## [Excerpts from point annotation data]
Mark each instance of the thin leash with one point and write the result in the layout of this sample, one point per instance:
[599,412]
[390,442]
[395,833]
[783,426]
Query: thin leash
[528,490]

## [What is needed]
Reproduce the listing above word for word, keeping every line in its original order.

## [Response]
Mark each instance of the thin leash with one point and write the result in the layout of this sample, one point per instance:
[599,412]
[390,442]
[395,833]
[783,426]
Query: thin leash
[528,490]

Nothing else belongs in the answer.